**SOURCE DOCUMENT**
## Start

Monday, December 12, 2011

New York City: Is Your Child’s Education being Decided in Smoke-Free Rooms?

By Nicholas Stix

 

Parent cliques are a pervasive problem in New York City schools, even the best ones. Regarding the worst schools, one hears rumors of embezzlement. Regarding the best schools, one hears rumors—and sees evidence—of favoritism towards the cliques members' kids, and cronyism, regarding the parceling out of some jobs. And if you want to fight what you see as bad policy and practices at your child's school, don't even think of going to a PTA meeting alone. Things can get ugly in a hurry. You have to go with your own clique!

 

The thing is, the cliques don't deal with anything upfront. With them, everything is done behind closed doors, in smoke-free rooms, or on cellphones.

 

The following story by Carl Campanile suggests that straight-up bribery is being committed. One of the recipients of union largesse, black racist and convicted embezzler Hazel Dukes, has been the head of the New York State NAACP for centuries.

 

She once embezzled $13,000 from an elderly black woman who was being treated for leukemia (and whom Dukes surely assumed would die), Velma McLaughlin, who had worked for her at OTB, who thought Dukes was her friend, and who had entrusted her affairs to her, via a power of attorney. While Dukes confessed to the embezzlement, she was given a sweetheart deal, whereby she had but to plead guilty to "attempted grand larceny," and got probation instead of prison time, and agreed to repay the $13,000 she'd stolen. Judge William Mogulescu demanded not so much as that Dukes serve probation.

 

There is no public record as to whether Dukes made restitution to her victim.

 

 

 

 

 

Hazel Dukes: Never too old

for black racism, rhetorical

bombast, or extortion and

bribe-taking

 

 

Corrupt, racist black mayor David Dinkins (1990 through 1993) had given Dukes control of New York City's Off Track Betting (OTB) Corporation, a billion-dollar-a-year city property that was supposed to generate hundreds of millions of dollars per year for the city's public schools. Under Dukes, OTB generated $0 for the public schools. Indeed during fiscal year 1992-1993, Dukes ran OTB at a loss, the first time any public bookmaker had ever lost money.

## End

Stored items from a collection
## Start

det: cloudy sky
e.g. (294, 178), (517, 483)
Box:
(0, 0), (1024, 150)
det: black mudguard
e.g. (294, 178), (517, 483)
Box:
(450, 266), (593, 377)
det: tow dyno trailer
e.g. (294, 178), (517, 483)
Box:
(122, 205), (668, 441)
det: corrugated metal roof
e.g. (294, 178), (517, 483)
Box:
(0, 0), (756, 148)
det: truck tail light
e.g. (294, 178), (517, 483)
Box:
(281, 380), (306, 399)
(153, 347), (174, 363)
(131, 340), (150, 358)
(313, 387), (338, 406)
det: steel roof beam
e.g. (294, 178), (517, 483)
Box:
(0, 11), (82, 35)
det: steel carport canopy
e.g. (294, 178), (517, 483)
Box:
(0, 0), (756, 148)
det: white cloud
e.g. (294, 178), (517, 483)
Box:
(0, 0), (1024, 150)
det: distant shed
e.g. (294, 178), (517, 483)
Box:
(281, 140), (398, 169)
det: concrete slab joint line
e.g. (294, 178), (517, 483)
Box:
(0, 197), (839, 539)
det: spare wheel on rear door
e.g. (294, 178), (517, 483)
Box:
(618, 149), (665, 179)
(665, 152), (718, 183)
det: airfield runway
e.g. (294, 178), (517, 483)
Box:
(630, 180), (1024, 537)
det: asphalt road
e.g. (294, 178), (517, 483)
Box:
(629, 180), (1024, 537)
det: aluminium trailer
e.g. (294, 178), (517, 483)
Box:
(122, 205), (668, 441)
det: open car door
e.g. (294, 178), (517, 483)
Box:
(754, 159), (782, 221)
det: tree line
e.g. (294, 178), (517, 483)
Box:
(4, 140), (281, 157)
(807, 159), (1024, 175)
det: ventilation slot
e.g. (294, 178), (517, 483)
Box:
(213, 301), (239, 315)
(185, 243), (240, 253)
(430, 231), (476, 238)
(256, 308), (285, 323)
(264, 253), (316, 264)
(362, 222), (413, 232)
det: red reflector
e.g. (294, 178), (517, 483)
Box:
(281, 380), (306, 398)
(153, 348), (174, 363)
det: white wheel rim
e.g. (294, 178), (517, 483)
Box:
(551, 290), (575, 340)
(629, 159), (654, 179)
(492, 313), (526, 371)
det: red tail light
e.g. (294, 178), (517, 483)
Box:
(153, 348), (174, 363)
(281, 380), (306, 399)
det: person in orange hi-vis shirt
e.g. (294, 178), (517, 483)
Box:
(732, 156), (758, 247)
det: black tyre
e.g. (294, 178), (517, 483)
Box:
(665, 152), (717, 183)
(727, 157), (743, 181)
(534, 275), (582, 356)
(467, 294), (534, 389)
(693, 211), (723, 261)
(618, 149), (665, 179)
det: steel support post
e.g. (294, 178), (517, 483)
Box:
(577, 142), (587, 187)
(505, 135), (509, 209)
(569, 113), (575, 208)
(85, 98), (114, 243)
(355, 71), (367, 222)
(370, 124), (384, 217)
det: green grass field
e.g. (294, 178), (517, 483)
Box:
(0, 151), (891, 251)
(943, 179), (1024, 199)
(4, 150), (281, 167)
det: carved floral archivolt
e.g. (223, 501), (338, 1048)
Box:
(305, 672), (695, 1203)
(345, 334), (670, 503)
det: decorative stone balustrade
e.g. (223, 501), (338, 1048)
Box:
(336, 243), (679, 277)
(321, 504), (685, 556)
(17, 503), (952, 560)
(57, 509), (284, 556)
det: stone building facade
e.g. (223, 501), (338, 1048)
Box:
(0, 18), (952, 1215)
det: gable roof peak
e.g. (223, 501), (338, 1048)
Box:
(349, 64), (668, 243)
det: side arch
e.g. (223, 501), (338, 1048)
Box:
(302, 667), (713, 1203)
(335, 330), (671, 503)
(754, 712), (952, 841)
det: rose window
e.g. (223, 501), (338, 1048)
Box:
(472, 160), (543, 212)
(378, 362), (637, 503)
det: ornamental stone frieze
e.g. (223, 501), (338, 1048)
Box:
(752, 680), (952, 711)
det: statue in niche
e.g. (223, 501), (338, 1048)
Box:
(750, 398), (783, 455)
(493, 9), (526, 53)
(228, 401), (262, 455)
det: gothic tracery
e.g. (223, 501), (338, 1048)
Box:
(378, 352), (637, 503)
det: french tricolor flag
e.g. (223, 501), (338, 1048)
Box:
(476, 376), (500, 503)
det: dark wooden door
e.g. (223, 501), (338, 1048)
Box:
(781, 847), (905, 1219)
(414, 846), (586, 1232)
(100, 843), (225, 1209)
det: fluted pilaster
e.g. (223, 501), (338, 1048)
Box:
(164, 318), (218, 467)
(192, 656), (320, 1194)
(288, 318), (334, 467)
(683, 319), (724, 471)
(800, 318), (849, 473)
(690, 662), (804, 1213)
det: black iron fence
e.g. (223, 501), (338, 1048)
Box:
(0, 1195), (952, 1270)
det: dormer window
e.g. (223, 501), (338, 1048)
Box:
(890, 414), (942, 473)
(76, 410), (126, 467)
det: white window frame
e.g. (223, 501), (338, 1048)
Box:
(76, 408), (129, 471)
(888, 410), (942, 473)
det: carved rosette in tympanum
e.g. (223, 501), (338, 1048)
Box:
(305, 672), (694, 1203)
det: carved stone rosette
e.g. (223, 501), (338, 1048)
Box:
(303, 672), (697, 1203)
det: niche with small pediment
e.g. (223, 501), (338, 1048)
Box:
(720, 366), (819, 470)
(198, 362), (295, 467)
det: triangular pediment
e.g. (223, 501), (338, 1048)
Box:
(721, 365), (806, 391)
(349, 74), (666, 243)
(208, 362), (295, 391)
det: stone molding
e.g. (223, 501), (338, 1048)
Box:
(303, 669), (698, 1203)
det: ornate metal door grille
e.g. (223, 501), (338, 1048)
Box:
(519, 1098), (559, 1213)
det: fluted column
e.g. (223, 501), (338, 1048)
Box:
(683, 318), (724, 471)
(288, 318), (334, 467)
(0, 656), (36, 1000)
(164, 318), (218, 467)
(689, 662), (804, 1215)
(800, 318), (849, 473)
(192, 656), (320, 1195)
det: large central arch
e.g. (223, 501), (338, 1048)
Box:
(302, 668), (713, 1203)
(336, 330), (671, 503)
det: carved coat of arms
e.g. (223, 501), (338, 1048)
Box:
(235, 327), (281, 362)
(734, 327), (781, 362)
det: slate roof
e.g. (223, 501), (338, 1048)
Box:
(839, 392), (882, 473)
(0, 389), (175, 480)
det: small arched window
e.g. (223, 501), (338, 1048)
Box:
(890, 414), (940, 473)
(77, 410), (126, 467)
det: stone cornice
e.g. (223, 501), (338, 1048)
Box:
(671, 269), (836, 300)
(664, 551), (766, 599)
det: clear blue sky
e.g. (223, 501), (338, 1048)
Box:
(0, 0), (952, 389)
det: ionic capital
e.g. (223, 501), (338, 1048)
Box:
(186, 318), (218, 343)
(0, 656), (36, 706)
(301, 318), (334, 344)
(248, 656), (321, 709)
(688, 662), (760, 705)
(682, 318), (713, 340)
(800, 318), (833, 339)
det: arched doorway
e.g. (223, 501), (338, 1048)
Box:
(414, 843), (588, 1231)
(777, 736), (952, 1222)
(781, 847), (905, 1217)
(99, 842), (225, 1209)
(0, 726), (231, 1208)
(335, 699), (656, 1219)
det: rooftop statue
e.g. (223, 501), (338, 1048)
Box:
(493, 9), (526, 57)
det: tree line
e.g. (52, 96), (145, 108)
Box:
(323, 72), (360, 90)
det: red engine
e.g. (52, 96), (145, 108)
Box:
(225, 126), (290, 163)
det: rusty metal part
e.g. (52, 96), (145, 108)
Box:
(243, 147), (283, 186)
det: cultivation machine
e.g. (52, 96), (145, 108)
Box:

## End

**INSTRUCTIONS**
• a. In the listing, from the line with "det: small arched window" to the line with "(335, 699), (656, 1219)", write out every line again, requests included. Multiply each bounding-box coordinate in the answers by 2.05 and round to whole numbers, with halves rounded up, but keep the requests and their format samples unchanged.
• b. Proceed with the article on parent cliques in New York City schools, picking up after its last sentence.

**EXPECTED RESPONSES**
• a.
det: small arched window
e.g. (223, 501), (338, 1048)
Box:
(1825, 849), (1927, 970)
(158, 841), (258, 957)
det: stone cornice
e.g. (223, 501), (338, 1048)
Box:
(1376, 551), (1714, 615)
(1361, 1130), (1570, 1228)
det: clear blue sky
e.g. (223, 501), (338, 1048)
Box:
(0, 0), (1952, 797)
det: ionic capital
e.g. (223, 501), (338, 1048)
Box:
(381, 652), (447, 703)
(0, 1345), (74, 1447)
(617, 652), (685, 705)
(508, 1345), (658, 1453)
(1410, 1357), (1558, 1445)
(1398, 652), (1462, 697)
(1640, 652), (1708, 695)
det: arched doorway
e.g. (223, 501), (338, 1048)
Box:
(849, 1728), (1205, 2524)
(1593, 1509), (1952, 2505)
(1601, 1736), (1855, 2495)
(203, 1726), (461, 2478)
(0, 1488), (474, 2476)
(687, 1433), (1345, 2499)

• b.
 

That's right; hundreds of millions of taxpayer dollars "disappeared" under her reign. She was not so much as investigated for embezzlement or criminal fraud, let alone prosecuted.

 

Twenty-eight white, former OTB executives sued the city, charging that Dukes had deliberately fired them based on the color of their skin. The lawsuits cost the city's predominantly white tax base millions of dollars in settlements.

 

After firing the white OTB executives, Dukes hired as her top assistant a black man who claimed on his resume to have a bachelor's and a master's degree. During the white execs' lawsuit, their attorney deposed the black fraud, who admitted that he had never graduated from college at any level, but still felt that he deserved the non-existent college degrees. That Dukes never had black job applicants' resumes vetted was a case of what Mickey Kaus has called "due diligence, diversity-style."

 

Dukes was neither prosecuted, nor so much as cited, for civil rights violations.

 

It's a black thing, you wouldn't understand.

   

I'm unfamiliar with the other mopes the article cites, Mona Davids, Michael Mulgrew, and Arthur Z. Schwartz.

 

 

Previously, at WEJB/NSU:

 

"Child Molester Hysteria in New York."

 

 

New parent group all $nug with UFT

By Carl Campanile

Last Updated: 7:53 a.m., November 10, 2011

Posted: 1:50 a.m., November 10, 2011

New York Post

 

It's the new teacher's pet.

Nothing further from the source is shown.